Task goal: Take the listing and print it in full, exactly as given.
# # #
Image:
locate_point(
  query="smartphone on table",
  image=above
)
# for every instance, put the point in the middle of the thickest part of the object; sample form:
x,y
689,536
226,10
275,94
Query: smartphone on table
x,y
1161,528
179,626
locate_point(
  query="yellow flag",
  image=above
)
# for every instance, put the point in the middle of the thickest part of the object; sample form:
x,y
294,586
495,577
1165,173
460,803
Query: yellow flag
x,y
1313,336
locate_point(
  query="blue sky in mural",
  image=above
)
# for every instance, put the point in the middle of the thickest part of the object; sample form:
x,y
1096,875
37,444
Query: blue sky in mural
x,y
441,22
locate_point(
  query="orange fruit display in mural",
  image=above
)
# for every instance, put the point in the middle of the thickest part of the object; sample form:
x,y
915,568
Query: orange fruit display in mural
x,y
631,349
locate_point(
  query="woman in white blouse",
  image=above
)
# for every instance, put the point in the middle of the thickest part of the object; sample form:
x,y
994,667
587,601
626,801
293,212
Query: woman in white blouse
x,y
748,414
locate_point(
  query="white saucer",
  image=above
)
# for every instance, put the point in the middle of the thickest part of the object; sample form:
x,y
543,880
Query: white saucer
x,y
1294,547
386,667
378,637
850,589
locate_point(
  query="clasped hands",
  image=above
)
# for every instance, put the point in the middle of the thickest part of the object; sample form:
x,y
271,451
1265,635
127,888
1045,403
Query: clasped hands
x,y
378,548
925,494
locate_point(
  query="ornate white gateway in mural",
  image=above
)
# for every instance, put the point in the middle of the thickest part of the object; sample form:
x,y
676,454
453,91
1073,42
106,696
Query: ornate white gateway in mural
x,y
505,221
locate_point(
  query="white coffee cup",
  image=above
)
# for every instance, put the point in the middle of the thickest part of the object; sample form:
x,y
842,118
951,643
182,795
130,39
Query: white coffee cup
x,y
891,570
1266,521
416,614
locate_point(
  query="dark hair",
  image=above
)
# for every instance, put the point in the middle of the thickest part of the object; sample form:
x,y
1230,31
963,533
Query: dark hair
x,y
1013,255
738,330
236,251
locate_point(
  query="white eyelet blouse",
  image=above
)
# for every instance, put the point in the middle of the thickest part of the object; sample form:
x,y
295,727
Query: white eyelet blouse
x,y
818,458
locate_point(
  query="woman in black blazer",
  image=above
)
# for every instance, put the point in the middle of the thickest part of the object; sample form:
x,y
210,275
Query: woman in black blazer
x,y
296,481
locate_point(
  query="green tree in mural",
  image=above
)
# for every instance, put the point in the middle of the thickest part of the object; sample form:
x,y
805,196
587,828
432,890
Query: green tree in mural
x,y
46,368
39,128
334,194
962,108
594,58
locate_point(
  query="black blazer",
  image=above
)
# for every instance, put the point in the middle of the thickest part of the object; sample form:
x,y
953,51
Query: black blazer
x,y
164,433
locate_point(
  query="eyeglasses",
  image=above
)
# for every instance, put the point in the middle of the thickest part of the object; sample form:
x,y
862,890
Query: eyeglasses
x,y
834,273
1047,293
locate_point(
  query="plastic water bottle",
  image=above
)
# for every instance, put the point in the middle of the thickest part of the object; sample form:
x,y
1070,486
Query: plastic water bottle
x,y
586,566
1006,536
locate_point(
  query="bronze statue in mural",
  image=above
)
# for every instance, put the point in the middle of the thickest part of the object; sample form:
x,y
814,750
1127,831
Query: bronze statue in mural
# # #
Solved problem:
Image:
locate_point(
  query="smartphone on table",
  image=above
)
# for every instance, put the point in the middle of the thickest part of the object; sample form:
x,y
689,536
226,10
275,94
Query: smartphone on table
x,y
1161,528
179,626
locate_point(
  query="yellow flag",
  image=above
)
# for every instance, put the point in the middle of the thickest part of the object; sample form:
x,y
294,586
495,577
1165,173
460,803
Query: yellow flag
x,y
1313,336
locate_point(
  query="blue sky in mural",
  image=above
)
# for every instance, put the point in the middle of the thickest part of the object; sample form:
x,y
1096,875
37,444
Query: blue sky in mural
x,y
441,22
locate_point(
  query="orange fruit display in mural",
  image=above
)
# for every instance, put the point in the middle of the thickest part of the object; sample form:
x,y
915,568
Query: orange fruit display in mural
x,y
631,349
locate_point(
  query="woman in white blouse",
  image=above
)
# for every instance, put the point in the middle of the thickest part of the object; sample form:
x,y
994,667
587,601
626,801
293,212
Query: woman in white blouse
x,y
748,414
locate_point(
  query="white saucer",
  image=above
)
# for every instance, put the point in the middle of the thickest part of the object; sample form:
x,y
543,880
Query: white saucer
x,y
1294,547
386,667
378,637
850,589
locate_point(
  query="clasped hands",
  image=above
)
# for every instance, put the point in the middle of the thickest part of the object; sample form:
x,y
271,451
1265,635
127,888
1045,403
Query: clasped hands
x,y
378,548
925,494
locate_point(
  query="ornate white gateway in mural",
  image=above
)
# for every instance, put the point in the middle of the thickest part of the object; sample form:
x,y
676,454
453,91
1073,42
106,696
Query: ornate white gateway in mural
x,y
505,221
locate_point(
  query="white coffee cup",
  image=above
)
# for every instance, put the point in the middle of the thickest part of the object; sample form:
x,y
842,118
951,643
182,795
130,39
Query: white coffee cup
x,y
891,570
1266,521
416,614
locate_point(
  query="dark hair",
  image=above
)
# for every instance, put the point in the middle of the thickest part of the object; sample form:
x,y
1230,31
963,533
Query: dark hair
x,y
1013,255
738,330
236,251
locate_point(
  query="white eyelet blouse",
  image=above
)
# for every instance, put the point in the middle of the thickest part of the object; sample form:
x,y
295,727
Query: white eyelet blouse
x,y
818,458
locate_point(
  query="woman in black blazer",
  image=above
)
# for every instance, put the point in the middle of the thickest part of the object; sample form:
x,y
210,275
Query: woman in black blazer
x,y
296,481
locate_point(
  query="green tree in mural",
  image=above
)
# for every instance, put the point in the middle of the thickest part of the object; sample form:
x,y
805,196
587,828
432,890
Query: green tree in mural
x,y
46,368
39,128
334,194
962,108
594,58
locate_point(
  query="black blazer",
  image=above
)
# for every instance, put the point in the middle of the thickest part of the object; sample form:
x,y
953,51
Query: black blazer
x,y
164,433
locate_point(
  query="eyeglasses",
  image=above
)
# for every instance, put the point in the middle of the thickest part of the object; sample form:
x,y
862,890
Query: eyeglasses
x,y
834,273
1047,293
locate_point(
  query="plastic water bottle",
  image=above
)
# for every instance, put the point in the middle of the thickest part of the object; sample form:
x,y
1070,486
Query: plastic water bottle
x,y
586,566
1006,536
locate_point(
  query="bronze statue in mural",
  image=above
)
# for every instance, put the point in the middle of the thickest part of the object; sample form:
x,y
814,750
1127,831
Query: bronze statue in mural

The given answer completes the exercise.